>> START DOCUMENT EXTRACT

Keith, a 42-year-old vehicle donation manager at a southeast Portland Goodwill, at one point considered donating the unopened $29.99 Kmart graveyard kit. It was one of those accumulated items you never need and easily forget. But on a Sunday afternoon in October, Keith pulled the orange and black box from storage. She intended to decorate her home in Damascus for her daughter's fifth birthday, just days before Halloween.
She ripped open the box and threw aside the cellophane.
That's when Keith found it. Scribbled onto paper and folded into eighths, the letter was tucked between two Styrofoam headstones.

limpyhobbler
(8,244 posts)I wonder will the note-writer be in a lot of trouble.
Arugula Latte
(50,566 posts)S/he wrote it more than a year ago ... I wonder if that person wakes up every day wondering if that will be the day when s/he is hauled off by authorities to suffer an even worse fate.
RZM
(8,556 posts)If this is investigated further, we might find out for sure. But I don't see enough here to take it to the bank.
NewJeffCT
(56,848 posts)I have no doubts that a lot of factory workers in China labor under horrific conditions, but I'm guessing a lot of them would struggle to write that much in Chinese - let alone English.
Arkansas Granny
(32,265 posts)with decent grammar and spelling. Not impossible, I suppose, but unlikely.
adieu
(1,009 posts)who stuffed it into the box.
It could just be a conspiratorial attempt to make a stab into the Chinese Communist Party (CCPG) by some of the more intellectual group among the populace. Hence, the value of the claim could be questioned.
Nevertheless, I think the statement will suffice to put off enough people, possibly, that there will be greater demands on better working conditions.
humblebum
(5,881 posts)We shouldn't be surprised in the least and are only fooling ourselves if thought otherwise.
arikara
(5,562 posts)this isn't just a labour camp but one that the government sends dissidents to be "re-educated". I would think that a bi-lingual Chinese person can wind up in such a camp just as easily as one who can't speak English, perhaps even more likely that the person would be educated.
Regardless, its heartbreaking.
Shampoobra
(423 posts)Labor camps are prisons, not career choices.

>> END DOCUMENT EXTRACT
>> START GIVEN ENTRIES

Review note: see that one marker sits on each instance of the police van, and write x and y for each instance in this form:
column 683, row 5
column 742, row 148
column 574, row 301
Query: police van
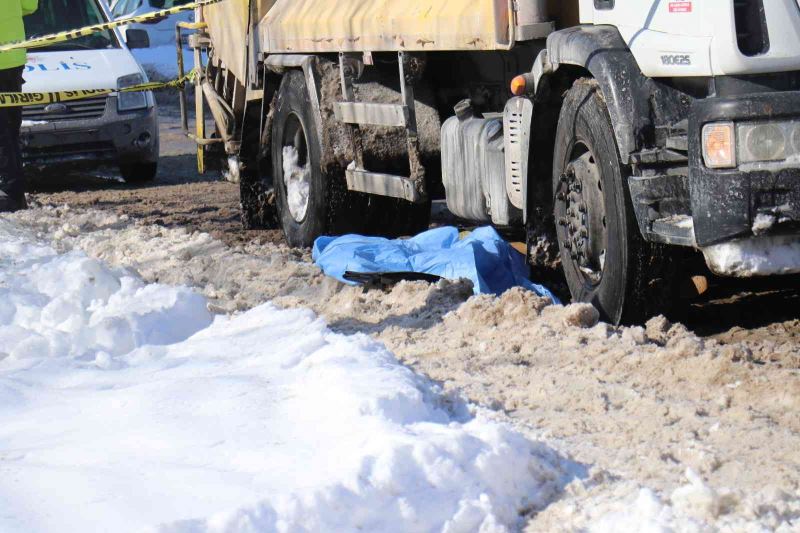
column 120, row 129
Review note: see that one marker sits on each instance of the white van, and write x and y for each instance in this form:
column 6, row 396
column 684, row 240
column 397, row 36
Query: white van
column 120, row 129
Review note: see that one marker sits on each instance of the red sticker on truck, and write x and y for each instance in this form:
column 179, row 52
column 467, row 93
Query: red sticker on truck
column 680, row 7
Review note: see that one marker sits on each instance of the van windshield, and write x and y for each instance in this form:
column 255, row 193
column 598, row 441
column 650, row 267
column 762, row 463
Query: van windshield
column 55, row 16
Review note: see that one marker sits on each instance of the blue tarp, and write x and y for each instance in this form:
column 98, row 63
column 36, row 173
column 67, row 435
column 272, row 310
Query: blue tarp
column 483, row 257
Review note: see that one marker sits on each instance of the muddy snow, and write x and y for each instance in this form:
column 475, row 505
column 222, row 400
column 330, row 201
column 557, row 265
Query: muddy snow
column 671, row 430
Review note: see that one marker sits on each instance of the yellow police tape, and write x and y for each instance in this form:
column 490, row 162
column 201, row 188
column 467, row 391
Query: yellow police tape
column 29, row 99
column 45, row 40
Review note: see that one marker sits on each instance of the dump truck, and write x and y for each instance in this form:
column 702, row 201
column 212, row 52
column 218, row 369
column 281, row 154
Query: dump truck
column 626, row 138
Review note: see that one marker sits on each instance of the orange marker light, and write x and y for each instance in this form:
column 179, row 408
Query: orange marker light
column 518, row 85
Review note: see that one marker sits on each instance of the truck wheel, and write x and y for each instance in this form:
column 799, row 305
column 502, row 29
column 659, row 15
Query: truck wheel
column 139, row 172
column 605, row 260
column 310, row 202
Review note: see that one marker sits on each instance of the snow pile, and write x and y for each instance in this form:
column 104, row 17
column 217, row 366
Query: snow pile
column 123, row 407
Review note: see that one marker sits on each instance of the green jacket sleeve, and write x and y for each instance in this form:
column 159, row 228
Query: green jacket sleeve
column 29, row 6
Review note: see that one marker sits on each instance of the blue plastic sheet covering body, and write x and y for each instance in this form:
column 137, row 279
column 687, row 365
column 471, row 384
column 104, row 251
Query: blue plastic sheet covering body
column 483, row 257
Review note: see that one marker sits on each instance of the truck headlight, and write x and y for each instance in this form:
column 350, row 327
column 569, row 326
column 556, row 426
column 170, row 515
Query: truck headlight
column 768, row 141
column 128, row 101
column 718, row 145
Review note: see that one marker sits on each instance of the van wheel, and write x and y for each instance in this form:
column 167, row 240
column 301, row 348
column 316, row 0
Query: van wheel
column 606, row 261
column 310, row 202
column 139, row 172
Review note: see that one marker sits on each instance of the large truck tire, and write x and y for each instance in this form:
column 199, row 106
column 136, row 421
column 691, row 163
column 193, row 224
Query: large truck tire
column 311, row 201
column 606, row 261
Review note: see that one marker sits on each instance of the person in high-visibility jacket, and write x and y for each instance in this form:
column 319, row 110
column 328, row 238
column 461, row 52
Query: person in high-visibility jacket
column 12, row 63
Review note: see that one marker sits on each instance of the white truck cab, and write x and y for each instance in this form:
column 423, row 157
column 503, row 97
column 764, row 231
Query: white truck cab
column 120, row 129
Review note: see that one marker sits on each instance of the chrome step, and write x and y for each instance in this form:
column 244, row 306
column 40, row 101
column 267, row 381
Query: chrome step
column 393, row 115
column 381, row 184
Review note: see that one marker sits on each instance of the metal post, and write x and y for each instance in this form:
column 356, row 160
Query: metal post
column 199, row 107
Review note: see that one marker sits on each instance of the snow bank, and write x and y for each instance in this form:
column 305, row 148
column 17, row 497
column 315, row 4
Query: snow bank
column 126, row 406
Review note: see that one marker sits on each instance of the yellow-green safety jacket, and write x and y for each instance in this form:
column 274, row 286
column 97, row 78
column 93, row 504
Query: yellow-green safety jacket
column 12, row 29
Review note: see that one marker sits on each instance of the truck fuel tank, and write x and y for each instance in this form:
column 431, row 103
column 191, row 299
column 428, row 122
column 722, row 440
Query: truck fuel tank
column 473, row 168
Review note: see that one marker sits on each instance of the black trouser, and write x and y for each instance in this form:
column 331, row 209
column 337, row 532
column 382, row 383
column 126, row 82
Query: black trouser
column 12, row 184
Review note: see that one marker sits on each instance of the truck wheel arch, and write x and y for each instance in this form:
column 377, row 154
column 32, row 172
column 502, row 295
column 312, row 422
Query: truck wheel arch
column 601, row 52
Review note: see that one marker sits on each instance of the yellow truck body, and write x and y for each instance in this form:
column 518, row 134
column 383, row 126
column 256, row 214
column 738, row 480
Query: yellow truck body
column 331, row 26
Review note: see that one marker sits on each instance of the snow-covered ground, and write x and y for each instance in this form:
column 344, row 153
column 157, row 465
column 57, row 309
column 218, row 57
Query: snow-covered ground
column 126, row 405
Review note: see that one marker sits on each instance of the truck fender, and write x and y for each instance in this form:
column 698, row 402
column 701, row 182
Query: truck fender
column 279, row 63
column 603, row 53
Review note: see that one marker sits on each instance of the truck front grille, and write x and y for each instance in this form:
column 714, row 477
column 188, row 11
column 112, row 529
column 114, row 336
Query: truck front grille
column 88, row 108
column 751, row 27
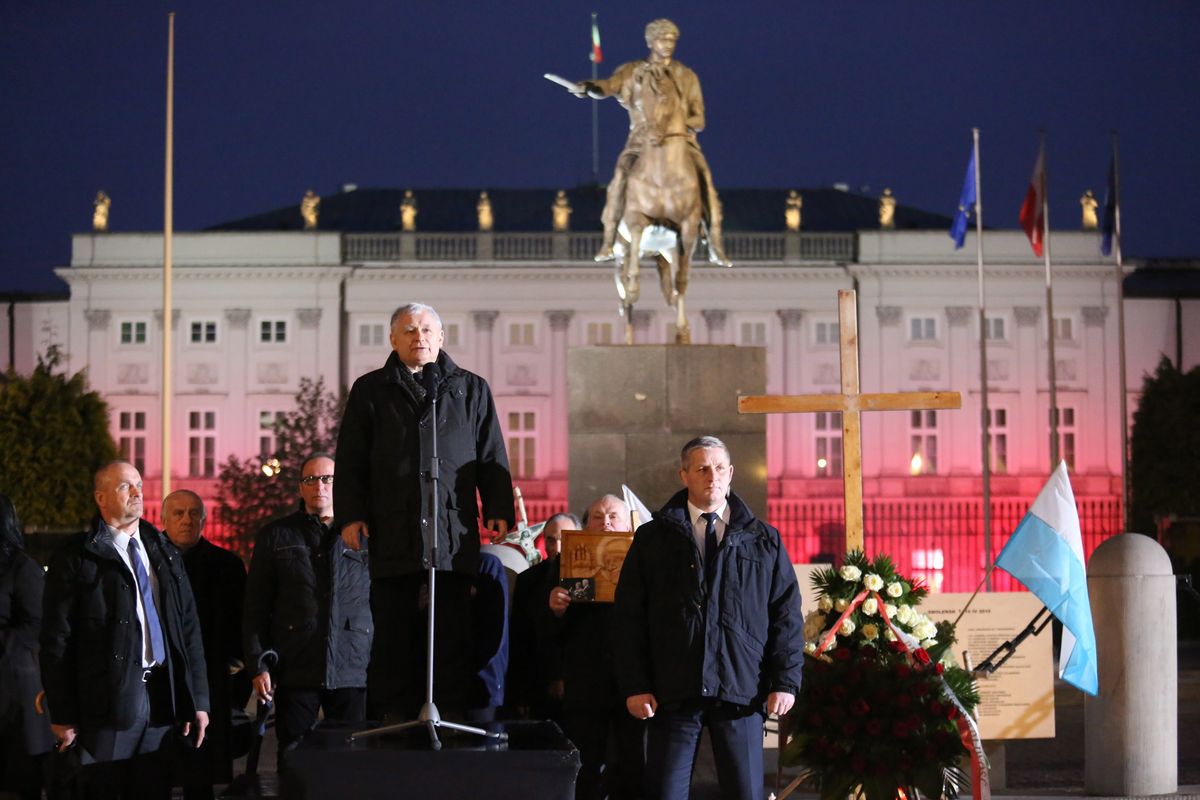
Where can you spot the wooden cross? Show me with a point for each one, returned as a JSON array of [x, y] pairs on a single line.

>> END GIVEN ENTRIES

**REQUIRED ACTIONS:**
- A) In the Halloween kit story, copy the section from "Keith, a 42-year-old" to "two Styrofoam headstones.", substituting "carton" for "box".
- B) Pick up the Halloween kit story after its final line and keep writing.
The listing has nothing to do with the Halloween kit story.

**RESPONSES BY TASK:**
- A)
Keith, a 42-year-old vehicle donation manager at a southeast Portland Goodwill, at one point considered donating the unopened $29.99 Kmart graveyard kit. It was one of those accumulated items you never need and easily forget. But on a Sunday afternoon in October, Keith pulled the orange and black carton from storage. She intended to decorate her home in Damascus for her daughter's fifth birthday, just days before Halloween.
She ripped open the carton and threw aside the cellophane.
That's when Keith found it. Scribbled onto paper and folded into eighths, the letter was tucked between two Styrofoam headstones.

- B)
China's re-education through labor is a system of punishment that allows for detention without trial. Various reports allege followers of the banned spiritual group, Falun Gong, are sent to the reform camps claims supported in the letter but the facts are difficult to confirm.
...
If truly created in a forced labor camp, the Halloween graveyard kit from Kmart's "Totally Ghoul" product line could bring a blow to the U.S. chain of discount stores.
Title 19, section 1307 of U.S. Code generally prohibits the importation of all items "mined, produced or manufactured" in any foreign country by convict labor, forced labor and/or indentured labor.
derby378
(30,262 posts)Practitioners of Falun Gong (aka Falun Dafa) have long suffered persecution from Chinese authorities, including imprisonment, torture, and the occasional death. I take this sort of thing very seriously.
We should take a wide look at this, as well. The note was found among Halloween decorations from K-Mart. However, a lot of us get our Halloween decorations, including animatronics, from chains such as Spirit Halloween, Cow Halloween, and Halloween USA that import a lot of their stuff from China as well. How many of those floating zombies and jumping spiders were produced under similar wretched labor conditions?
slampoet
(5,032 posts)Just because people are poor doesn't mean they can't write in their own language or the language of others.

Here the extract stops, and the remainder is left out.